[PATCH 2/2] KVM: arm64: Try PMD block mappings if PUD mappings are not supported

Tue Sep 8 08:41:27 EDT 2020

On 2020-09-08 13:23, Alexandru Elisei wrote:
> Hi Marc,
> 
> On 9/4/20 10:58 AM, Marc Zyngier wrote:
>> Hi Alex,
>> 
>> On Tue, 01 Sep 2020 14:33:57 +0100,
>> Alexandru Elisei <alexandru.elisei at arm.com> wrote:
>>> When userspace uses hugetlbfs for the VM memory, user_mem_abort() 
>>> tries to
>>> use the same block size to map the faulting IPA in stage 2. If stage 
>>> 2
>>> cannot use the same size mapping because the block size doesn't fit 
>>> in the
>>> memslot or the memslot is not properly aligned, user_mem_abort() will 
>>> fall
>>> back to a page mapping, regardless of the block size. We can do 
>>> better for
>>> PUD backed hugetlbfs by checking if a PMD block mapping is possible 
>>> before
>>> deciding to use a page.
>>> 
>>> vma_pagesize is an unsigned long, use 1UL instead of 1ULL when 
>>> assigning
>>> its value.
>>> 
>>> Signed-off-by: Alexandru Elisei <alexandru.elisei at arm.com>
>>> ---
>>>  arch/arm64/kvm/mmu.c | 19 ++++++++++++++-----
>>>  1 file changed, 14 insertions(+), 5 deletions(-)
>>> 
>>> diff --git a/arch/arm64/kvm/mmu.c b/arch/arm64/kvm/mmu.c
>>> index 25e7dc52c086..f590f7355cda 100644
>>> --- a/arch/arm64/kvm/mmu.c
>>> +++ b/arch/arm64/kvm/mmu.c
>>> @@ -1871,15 +1871,24 @@ static int user_mem_abort(struct kvm_vcpu 
>>> *vcpu, phys_addr_t fault_ipa,
>>>  	else
>>>  		vma_shift = PAGE_SHIFT;
>>> 
>>> -	vma_pagesize = 1ULL << vma_shift;
>>>  	if (logging_active ||
>>> -	    (vma->vm_flags & VM_PFNMAP) ||
>>> -	    !fault_supports_stage2_huge_mapping(memslot, hva, 
>>> vma_pagesize)) {
>>> +	    (vma->vm_flags & VM_PFNMAP)) {
>>>  		force_pte = true;
>>> -		vma_pagesize = PAGE_SIZE;
>>>  		vma_shift = PAGE_SHIFT;
>>>  	}
>>> 
>>> +	if (vma_shift == PUD_SHIFT &&
>>> +	    !fault_supports_stage2_huge_mapping(memslot, hva, PUD_SIZE))
= = =
SET EXERCISE A: Update the records in the stretch from the line containing "ridge in the provided image." through the line containing "59;23;150;117", replacing "Locate" with "Find" and leaving everything else as it is.

Items listed in a dataset:
= = =
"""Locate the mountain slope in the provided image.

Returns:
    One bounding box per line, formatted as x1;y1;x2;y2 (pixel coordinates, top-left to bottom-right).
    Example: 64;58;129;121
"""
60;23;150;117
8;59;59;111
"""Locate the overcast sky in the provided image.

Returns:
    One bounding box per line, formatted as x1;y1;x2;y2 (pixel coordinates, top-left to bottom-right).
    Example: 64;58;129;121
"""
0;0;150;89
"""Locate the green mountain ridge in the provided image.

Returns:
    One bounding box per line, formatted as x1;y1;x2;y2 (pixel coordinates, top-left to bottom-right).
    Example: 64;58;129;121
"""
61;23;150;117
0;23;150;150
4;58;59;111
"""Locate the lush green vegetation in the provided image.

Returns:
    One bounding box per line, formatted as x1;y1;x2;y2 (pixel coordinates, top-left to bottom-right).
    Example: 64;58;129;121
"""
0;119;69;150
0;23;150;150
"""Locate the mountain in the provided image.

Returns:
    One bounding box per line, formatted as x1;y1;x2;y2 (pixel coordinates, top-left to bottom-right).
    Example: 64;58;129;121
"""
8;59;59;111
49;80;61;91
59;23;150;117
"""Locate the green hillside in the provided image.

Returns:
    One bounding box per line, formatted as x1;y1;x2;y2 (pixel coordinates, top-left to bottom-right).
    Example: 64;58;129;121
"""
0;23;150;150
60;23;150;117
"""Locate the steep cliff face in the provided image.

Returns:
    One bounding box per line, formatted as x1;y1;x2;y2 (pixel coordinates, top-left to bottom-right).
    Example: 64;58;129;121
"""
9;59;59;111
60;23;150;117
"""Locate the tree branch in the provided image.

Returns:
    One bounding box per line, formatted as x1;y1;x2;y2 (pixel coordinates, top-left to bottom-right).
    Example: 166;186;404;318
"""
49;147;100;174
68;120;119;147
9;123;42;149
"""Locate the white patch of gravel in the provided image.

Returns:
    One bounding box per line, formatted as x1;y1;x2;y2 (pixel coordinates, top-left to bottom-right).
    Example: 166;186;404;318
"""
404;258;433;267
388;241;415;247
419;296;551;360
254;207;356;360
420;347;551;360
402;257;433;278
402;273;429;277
= = =
SET EXERCISE B: List every all-capital name joined by underscores that appears in the KVM patch text.

FINAL ANSWER A:
"""Find the green mountain ridge in the provided image.

Returns:
    One bounding box per line, formatted as x1;y1;x2;y2 (pixel coordinates, top-left to bottom-right).
    Example: 64;58;129;121
"""
61;23;150;117
0;23;150;150
4;58;59;111
"""Find the lush green vegetation in the provided image.

Returns:
    One bounding box per line, formatted as x1;y1;x2;y2 (pixel coordinates, top-left to bottom-right).
    Example: 64;58;129;121
"""
0;119;69;150
0;23;150;150
"""Find the mountain in the provided image.

Returns:
    One bounding box per line, formatted as x1;y1;x2;y2 (pixel coordinates, top-left to bottom-right).
    Example: 64;58;129;121
"""
8;59;59;111
49;80;61;91
59;23;150;117

FINAL ANSWER B:
PAGE_SHIFT
VM_PFNMAP
PAGE_SIZE
PUD_SHIFT
PUD_SIZE